-- Work to be completed --
Could you revise the stretch of records from the line containing "the dry brown" through the end of the records, changing "white cloud" to "gray cloud" and leaving everything else as it is?

-- Supplied entries --
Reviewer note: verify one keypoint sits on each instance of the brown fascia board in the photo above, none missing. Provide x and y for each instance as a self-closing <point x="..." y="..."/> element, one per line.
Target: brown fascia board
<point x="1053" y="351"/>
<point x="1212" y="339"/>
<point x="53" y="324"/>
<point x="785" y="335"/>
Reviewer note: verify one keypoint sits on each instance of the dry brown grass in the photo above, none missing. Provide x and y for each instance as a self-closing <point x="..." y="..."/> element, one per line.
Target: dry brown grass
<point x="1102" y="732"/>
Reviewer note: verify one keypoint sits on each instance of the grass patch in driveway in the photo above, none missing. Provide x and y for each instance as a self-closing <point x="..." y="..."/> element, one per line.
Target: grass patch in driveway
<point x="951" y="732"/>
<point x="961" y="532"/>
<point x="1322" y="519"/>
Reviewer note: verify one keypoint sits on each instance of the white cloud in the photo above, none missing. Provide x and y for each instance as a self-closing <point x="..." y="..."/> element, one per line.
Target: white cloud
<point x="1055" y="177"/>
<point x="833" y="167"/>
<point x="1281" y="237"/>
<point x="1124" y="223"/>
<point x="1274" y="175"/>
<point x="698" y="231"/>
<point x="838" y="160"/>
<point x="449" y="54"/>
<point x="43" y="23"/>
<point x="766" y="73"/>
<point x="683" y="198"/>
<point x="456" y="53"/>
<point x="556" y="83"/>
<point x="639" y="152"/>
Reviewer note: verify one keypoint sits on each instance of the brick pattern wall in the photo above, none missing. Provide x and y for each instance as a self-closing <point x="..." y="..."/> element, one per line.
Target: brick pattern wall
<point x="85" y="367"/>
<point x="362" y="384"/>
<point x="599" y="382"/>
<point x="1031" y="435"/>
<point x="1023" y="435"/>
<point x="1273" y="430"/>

-- Response --
Reviewer note: verify one keypoint sits on each instance of the dry brown grass in the photo above, none missing. Provide x and y for each instance as a self-closing <point x="..." y="..."/> element, one per line.
Target: dry brown grass
<point x="1102" y="732"/>
Reviewer note: verify one keypoint sits on each instance of the grass patch in driveway in the photo above, none missing. Provide x and y for each instance as a self-closing <point x="..." y="..."/> element, one per line.
Target: grass patch in driveway
<point x="951" y="732"/>
<point x="961" y="532"/>
<point x="1322" y="519"/>
Reviewer note: verify one keypoint sits on each instance of the gray cloud in the photo above, none missing. Provide x and y for each instance as a self-closing <point x="..." y="..."/> element, one per line.
Target: gray cloud
<point x="1055" y="177"/>
<point x="833" y="167"/>
<point x="1281" y="237"/>
<point x="1124" y="223"/>
<point x="1274" y="175"/>
<point x="698" y="231"/>
<point x="838" y="160"/>
<point x="449" y="54"/>
<point x="43" y="23"/>
<point x="766" y="73"/>
<point x="683" y="198"/>
<point x="456" y="53"/>
<point x="556" y="83"/>
<point x="639" y="152"/>
Reviewer note: verify one keypoint sits on each instance of the brick pattern wall in the photo above, none missing. Provide x and y for each instance as a self-closing <point x="..." y="..."/> element, one per line.
Target: brick pattern wall
<point x="85" y="367"/>
<point x="362" y="384"/>
<point x="599" y="382"/>
<point x="1031" y="435"/>
<point x="1023" y="435"/>
<point x="1273" y="430"/>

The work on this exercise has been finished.